• [Your tasks]
[1] Retype the passage from the transpiler devlog word for word, beginning at the words "Once the JS" and stopping after "will find out.".
[2] Extend the transpiler devlog below, not the data, by writing what comes next after its final sentence.

• [Source text]
-------------------------
The JS side is basically done. All that’s left is finishing the Arduino implementation.
Wish me luck.
Oh, and here’s what the syntax highlighting looks like:
(quick edit, I spent wayyy too long writing this than I should have. I wanted it to look good since it’s a major achievement in development)
“Don’t spend 12 hours coding a day or you’ll end up insane like me” Quote of the day
Fixed a couple memory leaks today. The math functions were holding onto heap space longer than they needed to (I have no idea how but I believe it was due to some of the preset math variables I created like PI had wrong values) , so I cleaned that up. Also tightened the JS output pipeline, since the whole point is you write in plain English, the generated code needs to be locked down on both security and performance.
HTTP connections are in now. Requests looks like this:
make request <request name to store response> (get/post) "https://apiendpointhere"
Then you review it with:
review request <request name> (you can either make a if statement or if else statement here or you can store the response to a variable)
Networking still has some edge cases I want to handle before I call it done, but I’d say the JS transpiler is sitting at about 75% ready to ship.
Once the JS version is shipped, I’ll move on to the C and C++ transpilers. The dictionary is already mapped out, so the port should be fast. Python is on the list too, but I want C/C++ shipped first so I can demo it running on ESP32s and Arduinos.
Planning to open source after this JS release. Last time I initialized a git repo it completely split my projects and times, so I’m holding off until the codebase is stable.
That’s it for now. I’m home all day so I’ll keep working on this. No screenshots to share at the moment, so here’s a cat picture instead.
psst, I just found out markdown works in this devlog box, I think, we will find out.
I got significant progress done in this “one hour” period that was logged.
I actually worked for like 5 hours nonstop but most of the things I did was debugging so it really didn’t count the time I spent looking at logs.
-------------------------
• [Records]
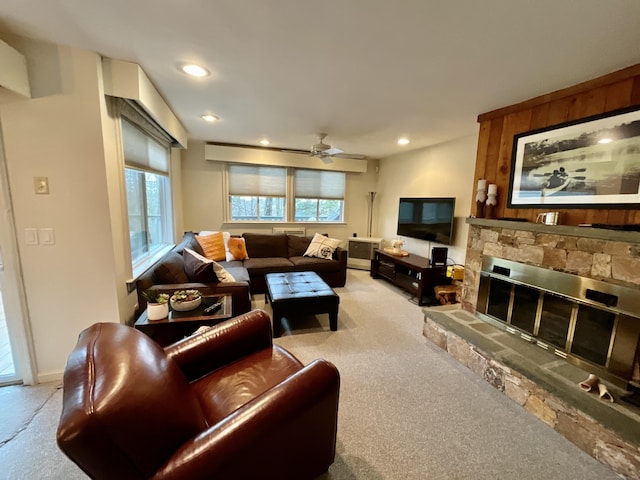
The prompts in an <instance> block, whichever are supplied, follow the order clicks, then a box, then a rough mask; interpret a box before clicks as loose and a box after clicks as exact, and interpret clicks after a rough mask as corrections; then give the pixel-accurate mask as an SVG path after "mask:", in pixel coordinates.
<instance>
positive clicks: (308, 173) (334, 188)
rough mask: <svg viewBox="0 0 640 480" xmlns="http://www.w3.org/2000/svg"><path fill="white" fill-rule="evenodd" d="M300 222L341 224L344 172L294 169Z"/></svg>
mask: <svg viewBox="0 0 640 480" xmlns="http://www.w3.org/2000/svg"><path fill="white" fill-rule="evenodd" d="M293 176H294V192H295V209H294V212H295V213H294V219H295V221H296V222H341V221H342V218H343V212H344V183H345V174H344V172H330V171H326V170H294V173H293Z"/></svg>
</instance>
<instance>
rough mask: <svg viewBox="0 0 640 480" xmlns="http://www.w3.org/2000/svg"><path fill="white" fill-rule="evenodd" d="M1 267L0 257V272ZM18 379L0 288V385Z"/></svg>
mask: <svg viewBox="0 0 640 480" xmlns="http://www.w3.org/2000/svg"><path fill="white" fill-rule="evenodd" d="M2 268H3V267H2V260H1V259H0V272H1V271H2ZM0 275H2V273H0ZM0 284H1V282H0ZM18 380H19V379H18V378H17V375H16V369H15V365H14V360H13V352H12V350H11V342H10V341H9V330H8V329H7V318H6V314H5V312H4V304H3V302H2V290H0V385H2V384H4V383H13V382H16V381H18Z"/></svg>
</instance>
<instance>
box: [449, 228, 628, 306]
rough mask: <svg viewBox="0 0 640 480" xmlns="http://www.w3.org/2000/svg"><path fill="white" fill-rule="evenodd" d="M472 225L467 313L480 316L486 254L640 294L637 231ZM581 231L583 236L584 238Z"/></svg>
mask: <svg viewBox="0 0 640 480" xmlns="http://www.w3.org/2000/svg"><path fill="white" fill-rule="evenodd" d="M469 223H471V225H470V226H469V239H468V242H467V257H466V260H465V272H464V283H463V288H462V295H461V303H462V308H464V309H465V310H467V311H469V312H472V313H475V311H476V303H477V301H478V286H479V283H480V271H481V269H482V259H483V257H484V256H485V255H489V256H492V257H498V258H504V259H505V260H512V261H514V262H520V263H525V264H528V265H535V266H537V267H542V268H546V269H549V270H557V271H560V272H566V273H572V274H575V275H580V276H581V277H588V278H593V279H596V280H600V281H603V282H610V283H615V284H617V285H624V286H627V287H632V288H638V294H639V295H640V240H638V237H640V234H638V233H637V232H619V231H614V230H603V229H593V228H581V227H565V226H546V225H541V224H531V223H522V224H521V225H519V224H518V223H517V222H507V221H499V220H494V221H490V220H478V219H469ZM473 223H477V224H475V225H474V224H473ZM518 227H520V228H518ZM555 232H557V233H555ZM582 232H584V233H585V235H584V236H581V235H580V234H581V233H582ZM587 234H589V235H592V236H587ZM625 234H626V235H625ZM594 237H595V238H594ZM607 237H610V238H607ZM627 237H628V239H627V240H625V239H626V238H627ZM628 240H630V241H628ZM638 313H639V314H640V312H638Z"/></svg>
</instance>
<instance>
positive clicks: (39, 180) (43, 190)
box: [33, 177, 49, 195]
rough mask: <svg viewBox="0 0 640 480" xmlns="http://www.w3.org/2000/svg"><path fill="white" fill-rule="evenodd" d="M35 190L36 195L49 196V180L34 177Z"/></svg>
mask: <svg viewBox="0 0 640 480" xmlns="http://www.w3.org/2000/svg"><path fill="white" fill-rule="evenodd" d="M33 189H34V190H35V192H36V195H49V178H48V177H33Z"/></svg>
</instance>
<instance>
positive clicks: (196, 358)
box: [165, 310, 272, 381]
mask: <svg viewBox="0 0 640 480" xmlns="http://www.w3.org/2000/svg"><path fill="white" fill-rule="evenodd" d="M271 345H272V333H271V320H270V318H269V315H268V314H267V313H266V312H265V311H263V310H253V311H251V312H249V313H246V314H244V315H240V316H237V317H234V318H232V319H230V320H227V321H225V322H222V323H220V324H218V325H215V326H213V327H211V328H210V329H208V330H207V331H204V332H202V333H200V334H198V335H193V336H191V337H189V338H185V339H184V340H180V341H179V342H176V343H174V344H173V345H169V346H168V347H166V348H165V353H166V354H167V357H169V358H172V359H173V360H174V361H175V362H177V363H178V366H179V367H180V368H181V369H182V371H183V373H184V374H185V376H186V377H187V380H189V381H193V380H196V379H198V378H200V377H202V376H203V375H206V374H207V373H210V372H212V371H214V370H216V369H217V368H219V367H221V366H223V365H226V364H228V363H230V362H232V361H234V360H237V359H238V358H241V357H243V356H245V355H248V354H250V353H253V352H255V351H258V350H262V349H263V348H268V347H270V346H271Z"/></svg>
-------------------------
• [Per-task answers]
[1]
Once the JS version is shipped, I’ll move on to the C and C++ transpilers. The dictionary is already mapped out, so the port should be fast. Python is on the list too, but I want C/C++ shipped first so I can demo it running on ESP32s and Arduinos.
Planning to open source after this JS release. Last time I initialized a git repo it completely split my projects and times, so I’m holding off until the codebase is stable.
That’s it for now. I’m home all day so I’ll keep working on this. No screenshots to share at the moment, so here’s a cat picture instead.
psst, I just found out markdown works in this devlog box, I think, we will find out.

[2]
Either way my language is basically a transpiler now. You can compile PlainScript to JS. It is a backend language as of now so you can do what you can expect from any other language like python and C++.
Using this for backend is just very limiting in my opinion and I am planning on a full Arduino Port which you can code simple projects like blinking LED’s or Wi-Fi communication. I am planning on making a very specific way to print graphics on a screen connected to the Arduino but you would need prebuilt graphic libraries to even do all that and it’s just a pain unless it dynamically generates the keywords for such headers. Right now PlainScript exists for JS and I’m proud of it, of course it needs some security tightening here and there to be actually usable which will be done in my 3rd hour. I will ship the PlainScript V1 after that and work on Arduino port. Right now I haven’t started the demo’s and such so those will come likely tomorrow morning. The rest is planning.
Alright I spent like 30 minutes writing this then realizing there’s a character limit so I can’t even type the capabilties of the language. Oh well.
Cya later tonight or tomorrow morning chat.
Devlog 1-
PS: I wrote this like a product pitch so bear with me.
Introducing PlainScript. It’s a programming language that uses English sentences instead of whatever alien syntax normal languages use.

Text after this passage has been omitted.